Continue the passage on reporting scams to authorities and banks from the point where it stops.

• [Selected text]:
>>>
Who might care? Is it even worth my time to try and report this: is there any chance of prosecution?

Who might care is a bit of a broad question because it may differ from scenario to scenario. However, in general, there may be law enforcement parties who are interested. The US government maintains a website listing resources for reporting fraud and scams. Any time you are subject to a scam or fraud attempt, it's worth taking a few seconds to review that website to help you determine if, or how, to report the incident to the authorities.

However, you've raised another important possibility: Reporting to financial institutions.

Although this will vary in some fringe cases (Assuming no actual fraud has happened in a given case, Western Union is generally not interested in simply hearing that a fraudster asked you to use them, given the "popularity" of their services among scammers being a well-established fact), in general, if a fraud attempt is based on involvement of a given financial institution, they may be very interested in knowing about it.

Some scammers are dumb, and just randomly plan their attacks. No one worries about those scammers. But many scammers are smart. They will research their targets and attempt to exploit known loopholes. These scammers can cause significant losses - not only for consumers, but for financial institutions. Even when banking regulation essentially dictates that the victim should be left on the hook (i.e. for depositing a check that bounces), it's very often the case that the institution ends up at a loss anyways (good luck recovering thousands in losses from a customer who literally has no money). And, in some cases, regulation specifically leaves the institution on the hook (i.e. if the fraud is based on exploiting check endorsement requirements that the bank doesn't implement cleanly).

For instance, scams involving remote check deposit via a mobile banking app are often targeted based on known factors that a given institution uses when processing those checks. Some institutions only visually inspect checks that fail image verification when under a certain dollar amount, so scammers may try to exploit that by running fraudulent checks under that amount. A bank being targeted as such will have a critical interest in knowing about fraud attempts, because it can allow them to change their monitoring techniques to avoid being involved in fraud.
<<<
Boundary-labeling items
>>>
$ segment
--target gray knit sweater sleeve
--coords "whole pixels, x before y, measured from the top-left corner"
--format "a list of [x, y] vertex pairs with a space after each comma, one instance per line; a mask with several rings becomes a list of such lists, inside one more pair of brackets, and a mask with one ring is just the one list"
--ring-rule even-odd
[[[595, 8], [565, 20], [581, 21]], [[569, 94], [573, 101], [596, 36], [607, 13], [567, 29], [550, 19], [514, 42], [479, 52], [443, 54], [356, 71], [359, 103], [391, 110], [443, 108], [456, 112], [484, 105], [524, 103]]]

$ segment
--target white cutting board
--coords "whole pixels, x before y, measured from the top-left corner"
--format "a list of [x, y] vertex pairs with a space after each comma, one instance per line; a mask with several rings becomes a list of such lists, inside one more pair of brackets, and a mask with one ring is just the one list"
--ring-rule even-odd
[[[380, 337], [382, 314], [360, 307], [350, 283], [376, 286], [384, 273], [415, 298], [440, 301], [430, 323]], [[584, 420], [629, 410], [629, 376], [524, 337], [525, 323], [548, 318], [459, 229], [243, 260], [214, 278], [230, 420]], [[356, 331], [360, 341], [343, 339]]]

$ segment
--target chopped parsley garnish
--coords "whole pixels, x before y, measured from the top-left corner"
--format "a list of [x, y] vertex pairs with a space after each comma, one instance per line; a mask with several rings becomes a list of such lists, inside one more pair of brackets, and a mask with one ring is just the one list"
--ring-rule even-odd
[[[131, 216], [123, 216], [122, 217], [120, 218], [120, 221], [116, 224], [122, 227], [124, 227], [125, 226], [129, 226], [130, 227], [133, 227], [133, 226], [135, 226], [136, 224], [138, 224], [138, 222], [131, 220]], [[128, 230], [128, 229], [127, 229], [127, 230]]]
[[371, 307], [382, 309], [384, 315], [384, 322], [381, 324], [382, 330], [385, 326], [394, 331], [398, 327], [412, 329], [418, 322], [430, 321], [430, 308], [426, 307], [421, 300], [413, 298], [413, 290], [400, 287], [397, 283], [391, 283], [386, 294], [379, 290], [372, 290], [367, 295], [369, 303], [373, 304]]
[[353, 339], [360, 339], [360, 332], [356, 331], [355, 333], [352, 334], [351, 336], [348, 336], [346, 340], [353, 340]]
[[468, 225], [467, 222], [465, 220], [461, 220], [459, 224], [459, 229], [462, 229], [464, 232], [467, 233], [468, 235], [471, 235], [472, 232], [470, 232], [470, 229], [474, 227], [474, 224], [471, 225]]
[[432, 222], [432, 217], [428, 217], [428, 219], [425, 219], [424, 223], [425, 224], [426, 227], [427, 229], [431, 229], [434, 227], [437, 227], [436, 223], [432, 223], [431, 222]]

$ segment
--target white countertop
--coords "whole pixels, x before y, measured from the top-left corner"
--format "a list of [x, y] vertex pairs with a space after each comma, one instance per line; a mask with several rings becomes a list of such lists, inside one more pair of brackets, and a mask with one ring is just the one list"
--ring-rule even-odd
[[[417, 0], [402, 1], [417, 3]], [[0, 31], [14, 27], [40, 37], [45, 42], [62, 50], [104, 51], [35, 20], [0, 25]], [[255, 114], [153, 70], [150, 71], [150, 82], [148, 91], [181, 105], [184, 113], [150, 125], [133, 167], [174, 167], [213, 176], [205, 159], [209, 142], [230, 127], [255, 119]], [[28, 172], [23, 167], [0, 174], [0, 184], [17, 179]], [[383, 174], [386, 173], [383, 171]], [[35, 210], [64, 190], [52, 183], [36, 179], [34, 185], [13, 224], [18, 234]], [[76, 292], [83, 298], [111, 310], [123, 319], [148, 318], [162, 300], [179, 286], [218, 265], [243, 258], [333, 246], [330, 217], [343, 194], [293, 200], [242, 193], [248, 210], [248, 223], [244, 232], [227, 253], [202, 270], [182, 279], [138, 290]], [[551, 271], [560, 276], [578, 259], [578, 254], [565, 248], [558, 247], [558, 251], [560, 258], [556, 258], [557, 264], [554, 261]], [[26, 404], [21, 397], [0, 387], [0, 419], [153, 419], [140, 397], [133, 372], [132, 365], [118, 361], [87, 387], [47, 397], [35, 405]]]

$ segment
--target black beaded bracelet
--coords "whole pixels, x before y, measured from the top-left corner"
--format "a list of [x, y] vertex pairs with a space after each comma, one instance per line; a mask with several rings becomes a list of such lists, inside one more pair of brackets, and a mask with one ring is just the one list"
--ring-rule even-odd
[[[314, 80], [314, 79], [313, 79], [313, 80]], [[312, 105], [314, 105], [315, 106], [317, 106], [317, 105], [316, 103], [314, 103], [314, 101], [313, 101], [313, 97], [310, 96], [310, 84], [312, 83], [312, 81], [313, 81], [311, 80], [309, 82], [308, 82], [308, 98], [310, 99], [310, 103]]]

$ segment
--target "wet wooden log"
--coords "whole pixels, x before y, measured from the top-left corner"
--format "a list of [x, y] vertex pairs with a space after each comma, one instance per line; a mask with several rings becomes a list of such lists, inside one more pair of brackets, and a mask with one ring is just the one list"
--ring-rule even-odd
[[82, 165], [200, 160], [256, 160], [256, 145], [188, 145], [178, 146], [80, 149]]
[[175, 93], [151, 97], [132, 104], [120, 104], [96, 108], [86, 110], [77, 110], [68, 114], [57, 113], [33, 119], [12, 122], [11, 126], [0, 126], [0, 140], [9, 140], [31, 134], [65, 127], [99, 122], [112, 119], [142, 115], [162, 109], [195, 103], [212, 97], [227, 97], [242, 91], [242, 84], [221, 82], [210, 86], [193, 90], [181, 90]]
<<<
• [Written answer]:
When a bank's anti-fraud team is evaluating data they have available with the intent of setting fraud controls, it can be a challenging balance between inconveniencing "good" customers vs catching the bad guys. But, even more difficult, with a purely data-centric approach, it can be hard to weed out actual, active fraud attempts from just plain careless or stupid customers behaving in a way that looks like fraud. For this reason, being alerted of an actual fraud attempt can make a difference.

Further, bank anti-fraud teams are often networked well with other institutions, and with law enforcement. One data point may not seem like much, but when people working behind the scenes to stop fraud are able to add that data point to a larger picture, it can make an impact. Receiving relevant, fresh information on fraud attempts can certainly lead to authorities being able to prosecute criminals.

So - to make a long story short - it may be the case that a bank doesn't care about your craigslist add. For a given scam report, they may not care at all. But it may also be the case that a fraud report can make a big difference, and they will care very much. For me, personally, that chance is worth spending a few minutes of my time by collecting the data I have and reporting it to any financial institutions involved.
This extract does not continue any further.